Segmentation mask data
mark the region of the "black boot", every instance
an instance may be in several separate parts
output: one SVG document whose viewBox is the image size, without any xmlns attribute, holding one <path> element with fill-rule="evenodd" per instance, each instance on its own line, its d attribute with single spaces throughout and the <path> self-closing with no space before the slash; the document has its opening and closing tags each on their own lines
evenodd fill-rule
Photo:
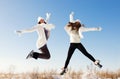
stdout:
<svg viewBox="0 0 120 79">
<path fill-rule="evenodd" d="M 60 73 L 60 75 L 64 75 L 67 72 L 67 69 L 63 69 L 63 71 Z"/>
<path fill-rule="evenodd" d="M 95 64 L 96 66 L 98 66 L 99 68 L 102 68 L 102 65 L 100 64 L 100 60 L 96 60 L 96 61 L 94 62 L 94 64 Z"/>
<path fill-rule="evenodd" d="M 98 66 L 99 68 L 102 68 L 102 65 L 101 65 L 100 63 L 98 63 L 97 66 Z"/>
<path fill-rule="evenodd" d="M 33 58 L 33 53 L 34 53 L 34 51 L 32 50 L 32 51 L 27 55 L 26 59 L 28 59 L 28 58 Z"/>
</svg>

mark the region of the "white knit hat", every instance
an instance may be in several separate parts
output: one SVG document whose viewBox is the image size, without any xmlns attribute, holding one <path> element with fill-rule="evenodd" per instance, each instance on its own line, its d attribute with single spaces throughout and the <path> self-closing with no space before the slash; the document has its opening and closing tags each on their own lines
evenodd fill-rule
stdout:
<svg viewBox="0 0 120 79">
<path fill-rule="evenodd" d="M 38 17 L 38 22 L 39 22 L 41 19 L 44 19 L 44 18 L 42 18 L 42 17 Z"/>
</svg>

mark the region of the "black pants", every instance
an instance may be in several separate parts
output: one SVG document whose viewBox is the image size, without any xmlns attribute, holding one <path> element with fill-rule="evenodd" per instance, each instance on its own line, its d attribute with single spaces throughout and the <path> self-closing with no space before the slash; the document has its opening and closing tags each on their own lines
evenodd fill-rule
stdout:
<svg viewBox="0 0 120 79">
<path fill-rule="evenodd" d="M 75 51 L 75 49 L 79 49 L 85 56 L 87 56 L 90 60 L 92 60 L 93 62 L 95 62 L 95 59 L 92 55 L 90 55 L 86 49 L 84 48 L 84 46 L 81 44 L 81 43 L 70 43 L 70 47 L 69 47 L 69 50 L 68 50 L 68 56 L 67 56 L 67 59 L 66 59 L 66 62 L 65 62 L 65 66 L 64 66 L 64 69 L 67 68 L 68 64 L 69 64 L 69 61 Z"/>
<path fill-rule="evenodd" d="M 44 45 L 43 47 L 39 48 L 39 50 L 42 53 L 34 52 L 33 53 L 33 58 L 42 58 L 42 59 L 50 59 L 50 52 L 47 48 L 47 45 Z"/>
</svg>

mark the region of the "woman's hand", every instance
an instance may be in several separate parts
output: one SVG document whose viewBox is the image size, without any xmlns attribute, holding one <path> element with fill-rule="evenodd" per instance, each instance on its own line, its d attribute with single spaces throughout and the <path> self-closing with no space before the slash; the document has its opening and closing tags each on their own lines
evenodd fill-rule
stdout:
<svg viewBox="0 0 120 79">
<path fill-rule="evenodd" d="M 15 33 L 16 33 L 17 35 L 21 36 L 22 31 L 18 30 L 18 31 L 15 31 Z"/>
<path fill-rule="evenodd" d="M 97 30 L 98 30 L 98 31 L 101 31 L 101 30 L 102 30 L 102 28 L 101 28 L 101 27 L 98 27 L 98 28 L 97 28 Z"/>
</svg>

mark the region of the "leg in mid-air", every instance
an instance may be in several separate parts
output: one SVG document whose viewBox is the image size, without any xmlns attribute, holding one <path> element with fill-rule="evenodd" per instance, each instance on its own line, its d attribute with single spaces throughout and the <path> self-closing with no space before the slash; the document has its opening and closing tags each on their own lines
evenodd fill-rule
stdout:
<svg viewBox="0 0 120 79">
<path fill-rule="evenodd" d="M 77 48 L 78 48 L 86 57 L 88 57 L 91 61 L 93 61 L 96 66 L 98 66 L 99 68 L 102 68 L 102 65 L 100 64 L 100 61 L 99 61 L 99 60 L 95 60 L 95 58 L 86 51 L 85 47 L 84 47 L 81 43 L 78 44 Z"/>
<path fill-rule="evenodd" d="M 76 49 L 76 46 L 75 46 L 73 43 L 71 43 L 71 44 L 70 44 L 70 47 L 69 47 L 69 50 L 68 50 L 67 59 L 66 59 L 66 61 L 65 61 L 65 66 L 64 66 L 64 68 L 62 69 L 62 72 L 60 73 L 60 75 L 64 75 L 64 73 L 67 72 L 67 66 L 68 66 L 68 64 L 69 64 L 69 62 L 70 62 L 70 59 L 71 59 L 71 57 L 72 57 L 75 49 Z"/>
<path fill-rule="evenodd" d="M 38 53 L 38 52 L 34 52 L 33 50 L 28 54 L 28 56 L 26 57 L 26 59 L 28 58 L 34 58 L 34 59 L 50 59 L 50 52 L 47 48 L 47 45 L 44 45 L 43 47 L 39 48 L 39 50 L 42 53 Z"/>
</svg>

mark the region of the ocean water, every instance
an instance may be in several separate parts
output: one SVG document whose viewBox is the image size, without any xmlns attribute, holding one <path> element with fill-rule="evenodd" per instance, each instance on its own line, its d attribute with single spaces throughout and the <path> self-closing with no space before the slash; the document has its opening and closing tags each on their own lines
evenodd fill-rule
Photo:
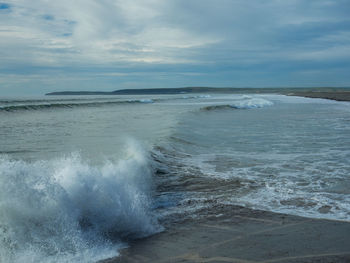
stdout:
<svg viewBox="0 0 350 263">
<path fill-rule="evenodd" d="M 350 103 L 0 98 L 0 262 L 96 262 L 217 204 L 350 220 Z"/>
</svg>

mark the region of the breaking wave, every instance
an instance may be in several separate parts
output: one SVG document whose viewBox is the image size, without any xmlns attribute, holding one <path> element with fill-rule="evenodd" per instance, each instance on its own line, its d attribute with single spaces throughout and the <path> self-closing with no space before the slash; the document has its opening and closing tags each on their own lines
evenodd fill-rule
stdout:
<svg viewBox="0 0 350 263">
<path fill-rule="evenodd" d="M 255 109 L 272 106 L 273 102 L 263 98 L 246 98 L 244 100 L 236 101 L 231 106 L 236 109 Z"/>
<path fill-rule="evenodd" d="M 251 98 L 243 97 L 243 100 L 233 101 L 231 104 L 225 105 L 210 105 L 203 107 L 202 110 L 211 111 L 211 110 L 222 110 L 222 109 L 256 109 L 263 108 L 266 106 L 272 106 L 273 102 L 262 99 L 262 98 Z"/>
<path fill-rule="evenodd" d="M 95 262 L 160 231 L 153 172 L 135 143 L 124 159 L 101 166 L 79 154 L 33 163 L 1 157 L 1 262 Z"/>
</svg>

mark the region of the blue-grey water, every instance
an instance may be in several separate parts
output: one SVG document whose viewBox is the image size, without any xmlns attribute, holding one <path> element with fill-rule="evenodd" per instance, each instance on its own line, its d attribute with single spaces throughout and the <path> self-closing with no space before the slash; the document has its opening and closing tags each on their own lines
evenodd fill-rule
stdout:
<svg viewBox="0 0 350 263">
<path fill-rule="evenodd" d="M 350 103 L 0 98 L 0 262 L 95 262 L 220 203 L 350 220 Z"/>
</svg>

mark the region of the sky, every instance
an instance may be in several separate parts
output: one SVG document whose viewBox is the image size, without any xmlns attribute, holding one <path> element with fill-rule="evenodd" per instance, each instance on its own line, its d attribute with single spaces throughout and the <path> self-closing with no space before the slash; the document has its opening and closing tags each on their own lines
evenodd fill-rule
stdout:
<svg viewBox="0 0 350 263">
<path fill-rule="evenodd" d="M 350 87 L 349 0 L 0 0 L 0 96 Z"/>
</svg>

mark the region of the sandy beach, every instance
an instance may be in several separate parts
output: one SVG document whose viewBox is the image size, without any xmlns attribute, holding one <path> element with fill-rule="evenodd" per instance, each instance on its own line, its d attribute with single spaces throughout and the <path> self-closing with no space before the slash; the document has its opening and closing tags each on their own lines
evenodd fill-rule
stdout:
<svg viewBox="0 0 350 263">
<path fill-rule="evenodd" d="M 102 262 L 350 262 L 349 222 L 225 205 L 207 212 Z"/>
<path fill-rule="evenodd" d="M 320 98 L 337 101 L 350 101 L 350 90 L 349 91 L 300 91 L 288 93 L 289 96 L 300 96 L 306 98 Z"/>
</svg>

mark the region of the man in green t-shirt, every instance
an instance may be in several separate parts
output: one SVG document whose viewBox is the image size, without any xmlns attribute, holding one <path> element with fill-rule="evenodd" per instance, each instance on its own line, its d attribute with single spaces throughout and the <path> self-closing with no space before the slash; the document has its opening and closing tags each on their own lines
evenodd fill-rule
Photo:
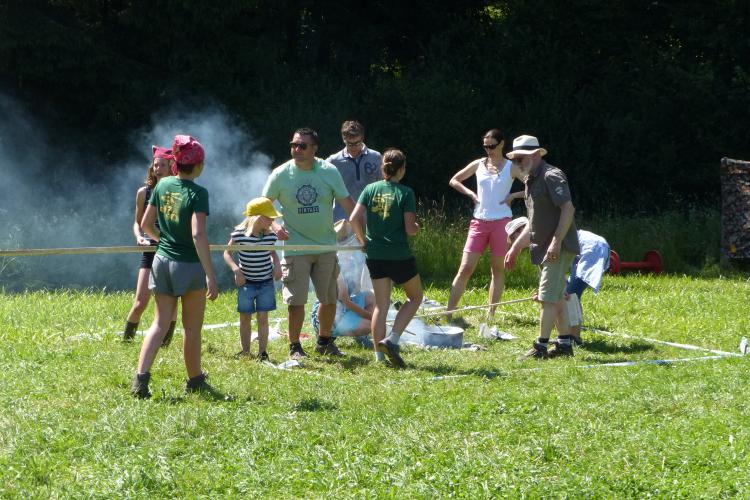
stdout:
<svg viewBox="0 0 750 500">
<path fill-rule="evenodd" d="M 315 157 L 318 151 L 317 132 L 310 128 L 295 130 L 289 147 L 292 159 L 271 172 L 262 195 L 281 204 L 284 227 L 289 233 L 286 244 L 335 245 L 333 201 L 336 200 L 347 216 L 354 208 L 354 201 L 336 167 Z M 341 356 L 341 351 L 331 341 L 338 297 L 336 252 L 285 251 L 281 272 L 283 298 L 288 307 L 289 357 L 300 359 L 307 356 L 299 335 L 305 321 L 305 303 L 311 279 L 320 301 L 320 334 L 315 351 Z"/>
</svg>

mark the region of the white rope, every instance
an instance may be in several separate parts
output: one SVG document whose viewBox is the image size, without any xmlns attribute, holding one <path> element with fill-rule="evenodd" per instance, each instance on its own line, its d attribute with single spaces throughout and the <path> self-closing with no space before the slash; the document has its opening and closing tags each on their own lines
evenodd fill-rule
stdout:
<svg viewBox="0 0 750 500">
<path fill-rule="evenodd" d="M 526 297 L 523 299 L 514 299 L 514 300 L 506 300 L 505 302 L 495 302 L 494 304 L 487 304 L 484 306 L 467 306 L 467 307 L 461 307 L 459 309 L 452 309 L 450 311 L 437 311 L 437 312 L 431 312 L 431 313 L 424 313 L 419 314 L 417 316 L 414 316 L 415 318 L 429 318 L 432 316 L 449 316 L 451 314 L 460 313 L 463 311 L 472 311 L 474 309 L 489 309 L 490 307 L 497 307 L 497 306 L 505 306 L 508 304 L 517 304 L 519 302 L 528 302 L 530 300 L 534 300 L 534 297 Z"/>
<path fill-rule="evenodd" d="M 678 349 L 685 349 L 688 351 L 703 351 L 703 352 L 710 352 L 711 354 L 718 354 L 720 356 L 742 356 L 740 353 L 736 352 L 727 352 L 727 351 L 719 351 L 717 349 L 710 349 L 708 347 L 700 347 L 697 345 L 692 344 L 678 344 L 676 342 L 668 342 L 666 340 L 659 340 L 659 339 L 651 339 L 648 337 L 638 337 L 635 335 L 628 335 L 627 333 L 619 333 L 619 332 L 608 332 L 607 330 L 599 330 L 598 328 L 592 328 L 592 327 L 583 327 L 584 330 L 588 330 L 590 332 L 599 333 L 602 335 L 608 335 L 610 337 L 622 337 L 630 340 L 642 340 L 644 342 L 651 342 L 652 344 L 661 344 L 666 345 L 670 347 L 676 347 Z"/>
<path fill-rule="evenodd" d="M 229 250 L 243 251 L 290 251 L 290 252 L 350 252 L 362 250 L 361 246 L 337 245 L 210 245 L 212 252 Z M 113 253 L 155 252 L 155 246 L 119 246 L 119 247 L 77 247 L 77 248 L 19 248 L 17 250 L 0 250 L 0 257 L 30 257 L 41 255 L 85 255 Z"/>
</svg>

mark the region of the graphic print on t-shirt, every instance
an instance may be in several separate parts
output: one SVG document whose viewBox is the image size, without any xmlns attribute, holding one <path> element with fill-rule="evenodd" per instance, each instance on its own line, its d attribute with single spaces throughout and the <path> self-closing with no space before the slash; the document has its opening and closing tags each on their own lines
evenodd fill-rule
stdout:
<svg viewBox="0 0 750 500">
<path fill-rule="evenodd" d="M 297 189 L 297 201 L 301 207 L 297 209 L 300 214 L 312 214 L 320 212 L 318 205 L 312 206 L 318 200 L 318 192 L 310 184 L 303 184 Z"/>
<path fill-rule="evenodd" d="M 391 212 L 393 206 L 393 194 L 392 193 L 378 193 L 372 197 L 372 212 L 380 215 L 380 218 L 385 220 Z"/>
<path fill-rule="evenodd" d="M 167 192 L 159 197 L 161 201 L 161 213 L 172 222 L 179 222 L 180 207 L 182 206 L 182 193 Z"/>
</svg>

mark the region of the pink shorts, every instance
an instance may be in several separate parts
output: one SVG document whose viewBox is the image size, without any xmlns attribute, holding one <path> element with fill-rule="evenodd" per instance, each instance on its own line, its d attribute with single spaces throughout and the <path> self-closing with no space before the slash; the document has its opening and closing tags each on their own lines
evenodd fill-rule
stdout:
<svg viewBox="0 0 750 500">
<path fill-rule="evenodd" d="M 497 220 L 471 219 L 464 252 L 482 253 L 489 245 L 493 257 L 505 255 L 506 250 L 508 250 L 508 235 L 505 233 L 505 225 L 508 222 L 510 222 L 510 217 Z"/>
</svg>

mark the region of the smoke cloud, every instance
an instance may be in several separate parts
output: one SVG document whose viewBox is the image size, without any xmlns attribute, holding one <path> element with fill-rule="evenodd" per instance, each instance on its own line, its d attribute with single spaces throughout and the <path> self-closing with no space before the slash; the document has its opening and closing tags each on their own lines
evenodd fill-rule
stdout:
<svg viewBox="0 0 750 500">
<path fill-rule="evenodd" d="M 206 149 L 197 179 L 210 195 L 209 240 L 223 244 L 260 196 L 271 158 L 257 151 L 249 132 L 215 107 L 206 111 L 167 109 L 151 124 L 123 134 L 132 158 L 118 165 L 75 144 L 48 146 L 47 131 L 13 99 L 0 94 L 0 248 L 135 245 L 135 193 L 143 185 L 151 145 L 169 146 L 175 134 L 190 134 Z M 111 177 L 100 175 L 102 169 Z M 212 254 L 222 282 L 226 265 Z M 129 289 L 135 285 L 140 254 L 0 257 L 0 287 Z"/>
</svg>

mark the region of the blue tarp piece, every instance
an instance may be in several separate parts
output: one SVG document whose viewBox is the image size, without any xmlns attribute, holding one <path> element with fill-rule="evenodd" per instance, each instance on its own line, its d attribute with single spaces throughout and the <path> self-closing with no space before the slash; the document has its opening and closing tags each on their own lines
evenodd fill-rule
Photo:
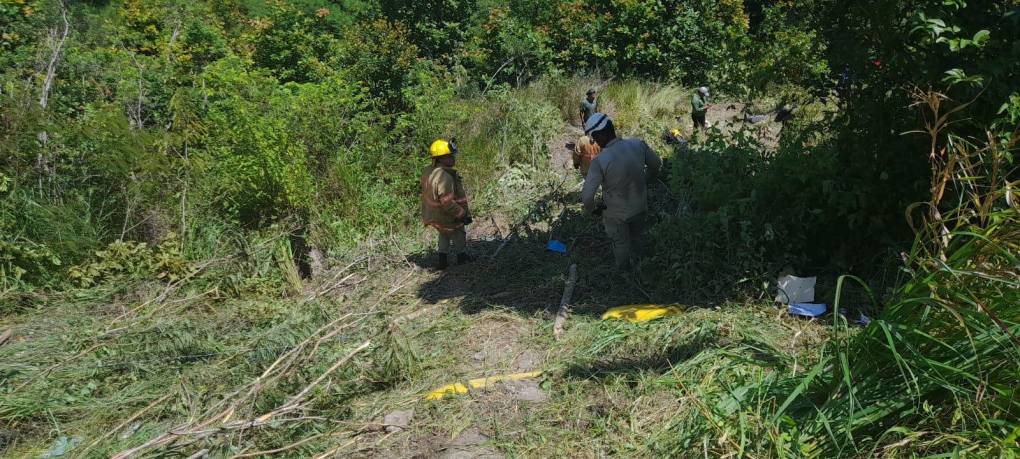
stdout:
<svg viewBox="0 0 1020 459">
<path fill-rule="evenodd" d="M 826 306 L 823 303 L 794 303 L 790 305 L 790 314 L 795 316 L 818 317 L 825 314 Z"/>
</svg>

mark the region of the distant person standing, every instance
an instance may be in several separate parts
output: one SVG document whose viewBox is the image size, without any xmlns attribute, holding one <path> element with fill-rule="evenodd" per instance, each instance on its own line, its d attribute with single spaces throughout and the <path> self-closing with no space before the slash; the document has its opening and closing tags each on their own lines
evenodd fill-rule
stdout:
<svg viewBox="0 0 1020 459">
<path fill-rule="evenodd" d="M 705 120 L 707 114 L 708 87 L 702 86 L 691 96 L 691 119 L 694 121 L 694 129 L 708 129 L 708 121 Z"/>
<path fill-rule="evenodd" d="M 584 211 L 602 216 L 606 235 L 613 241 L 616 267 L 626 271 L 645 233 L 648 180 L 658 175 L 662 160 L 641 139 L 617 138 L 613 121 L 605 113 L 588 118 L 584 132 L 602 147 L 584 179 Z M 605 205 L 596 208 L 595 193 L 600 187 Z"/>
<path fill-rule="evenodd" d="M 584 99 L 581 100 L 581 126 L 584 126 L 584 123 L 588 122 L 588 118 L 591 118 L 595 112 L 599 111 L 598 109 L 598 102 L 595 101 L 595 90 L 589 89 L 585 93 Z"/>
</svg>

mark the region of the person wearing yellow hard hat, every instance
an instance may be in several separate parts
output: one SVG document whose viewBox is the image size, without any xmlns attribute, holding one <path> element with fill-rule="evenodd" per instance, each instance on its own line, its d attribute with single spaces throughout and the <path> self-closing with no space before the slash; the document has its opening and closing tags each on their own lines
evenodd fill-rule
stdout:
<svg viewBox="0 0 1020 459">
<path fill-rule="evenodd" d="M 680 117 L 677 117 L 677 121 L 680 121 Z M 673 151 L 677 153 L 683 153 L 687 151 L 687 139 L 684 138 L 683 130 L 680 128 L 666 129 L 662 132 L 662 140 L 666 142 L 666 145 L 672 145 Z"/>
<path fill-rule="evenodd" d="M 432 165 L 421 175 L 421 219 L 439 232 L 436 267 L 446 269 L 450 255 L 456 255 L 458 264 L 473 260 L 466 252 L 467 233 L 464 231 L 464 225 L 471 224 L 471 210 L 464 183 L 454 169 L 456 143 L 438 139 L 429 146 L 429 155 Z"/>
</svg>

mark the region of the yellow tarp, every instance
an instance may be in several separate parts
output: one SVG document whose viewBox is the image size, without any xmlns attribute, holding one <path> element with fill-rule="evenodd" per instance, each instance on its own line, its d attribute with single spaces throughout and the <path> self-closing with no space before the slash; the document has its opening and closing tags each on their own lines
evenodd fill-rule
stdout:
<svg viewBox="0 0 1020 459">
<path fill-rule="evenodd" d="M 630 322 L 646 322 L 660 317 L 684 312 L 682 304 L 628 304 L 610 308 L 602 314 L 602 320 L 619 319 Z"/>
<path fill-rule="evenodd" d="M 425 400 L 441 400 L 447 395 L 466 394 L 468 393 L 469 387 L 471 389 L 485 389 L 486 387 L 501 381 L 516 381 L 519 379 L 537 378 L 539 376 L 542 376 L 541 371 L 531 371 L 528 373 L 513 373 L 509 375 L 490 376 L 488 378 L 476 378 L 469 380 L 466 386 L 461 383 L 447 384 L 429 392 L 428 395 L 425 396 Z"/>
</svg>

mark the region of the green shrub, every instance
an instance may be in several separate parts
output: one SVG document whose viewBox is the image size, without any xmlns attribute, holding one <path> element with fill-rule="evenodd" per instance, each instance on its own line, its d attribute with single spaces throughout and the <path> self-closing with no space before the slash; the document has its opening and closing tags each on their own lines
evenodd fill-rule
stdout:
<svg viewBox="0 0 1020 459">
<path fill-rule="evenodd" d="M 0 292 L 42 283 L 60 266 L 46 246 L 24 240 L 0 240 Z"/>
<path fill-rule="evenodd" d="M 176 235 L 157 247 L 144 242 L 114 241 L 95 252 L 87 263 L 72 266 L 68 278 L 81 287 L 91 287 L 112 279 L 152 275 L 167 282 L 176 281 L 190 272 L 181 257 Z"/>
<path fill-rule="evenodd" d="M 446 58 L 454 54 L 467 35 L 467 23 L 476 12 L 477 0 L 380 0 L 382 14 L 400 22 L 410 31 L 409 37 L 429 58 Z"/>
<path fill-rule="evenodd" d="M 775 416 L 810 421 L 800 424 L 817 449 L 1015 454 L 1020 209 L 1004 199 L 1003 174 L 1018 140 L 1014 131 L 1003 145 L 947 145 L 948 161 L 933 160 L 935 176 L 967 199 L 922 219 L 904 254 L 906 280 L 876 320 L 860 334 L 841 333 L 813 371 L 783 384 L 806 390 L 781 396 Z M 942 203 L 939 188 L 924 204 Z"/>
<path fill-rule="evenodd" d="M 83 196 L 38 196 L 0 172 L 0 291 L 57 287 L 61 266 L 87 257 L 104 233 Z"/>
<path fill-rule="evenodd" d="M 366 21 L 348 27 L 336 45 L 330 66 L 348 81 L 369 89 L 372 101 L 387 113 L 406 110 L 418 49 L 400 23 Z"/>
<path fill-rule="evenodd" d="M 666 216 L 652 229 L 656 256 L 651 262 L 665 277 L 661 285 L 694 297 L 732 292 L 734 283 L 758 279 L 772 265 L 771 247 L 797 248 L 778 239 L 786 225 L 756 186 L 768 173 L 763 146 L 750 136 L 730 143 L 711 136 L 669 161 L 672 196 L 686 201 L 689 213 Z M 793 252 L 797 254 L 799 252 Z M 785 255 L 785 254 L 784 254 Z"/>
<path fill-rule="evenodd" d="M 31 59 L 39 31 L 55 16 L 46 1 L 0 2 L 0 69 Z"/>
<path fill-rule="evenodd" d="M 210 66 L 206 76 L 210 136 L 207 152 L 194 159 L 210 202 L 247 225 L 306 210 L 312 179 L 297 133 L 288 129 L 288 92 L 236 60 Z"/>
<path fill-rule="evenodd" d="M 12 187 L 11 178 L 0 172 L 0 293 L 41 284 L 60 266 L 48 247 L 19 236 Z"/>
<path fill-rule="evenodd" d="M 328 14 L 309 14 L 286 2 L 269 3 L 269 9 L 253 24 L 255 65 L 280 81 L 317 81 L 328 74 L 325 61 L 336 40 Z"/>
<path fill-rule="evenodd" d="M 462 61 L 485 88 L 501 83 L 522 87 L 553 67 L 549 34 L 513 6 L 490 8 L 461 51 Z"/>
</svg>

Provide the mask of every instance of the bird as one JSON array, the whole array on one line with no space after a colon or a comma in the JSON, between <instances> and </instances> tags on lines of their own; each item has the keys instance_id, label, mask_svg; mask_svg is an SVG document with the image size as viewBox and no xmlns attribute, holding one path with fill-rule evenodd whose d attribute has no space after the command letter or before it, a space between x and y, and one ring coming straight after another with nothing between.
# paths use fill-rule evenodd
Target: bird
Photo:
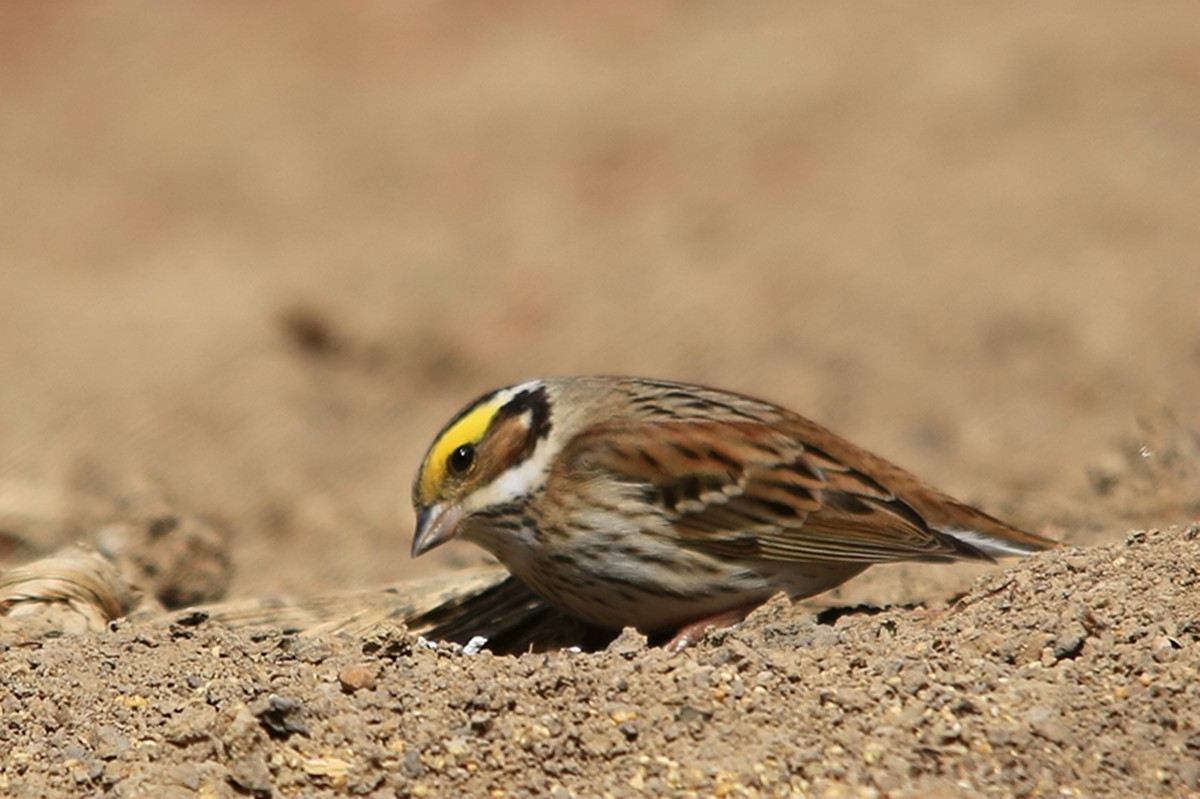
<instances>
[{"instance_id":1,"label":"bird","mask_svg":"<svg viewBox=\"0 0 1200 799\"><path fill-rule=\"evenodd\" d=\"M779 405L638 377L482 395L435 436L412 501L414 558L469 541L558 610L673 649L872 564L1058 546Z\"/></svg>"}]
</instances>

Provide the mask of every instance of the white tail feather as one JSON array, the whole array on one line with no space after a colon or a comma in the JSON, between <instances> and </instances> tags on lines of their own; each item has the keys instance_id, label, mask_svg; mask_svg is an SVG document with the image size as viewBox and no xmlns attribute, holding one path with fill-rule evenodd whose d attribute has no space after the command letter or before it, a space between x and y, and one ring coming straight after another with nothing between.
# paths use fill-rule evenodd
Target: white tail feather
<instances>
[{"instance_id":1,"label":"white tail feather","mask_svg":"<svg viewBox=\"0 0 1200 799\"><path fill-rule=\"evenodd\" d=\"M939 527L938 532L957 538L964 544L970 544L980 552L985 552L994 558L1012 558L1032 555L1040 551L1038 547L1022 544L1019 541L1009 541L978 530L965 530L958 527Z\"/></svg>"}]
</instances>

# [Activity]
Show every line above in which the word "shirt" is found.

# [Answer to the exercise]
mark the region of the man in green t-shirt, every instance
mark the region of the graphic print on t-shirt, every instance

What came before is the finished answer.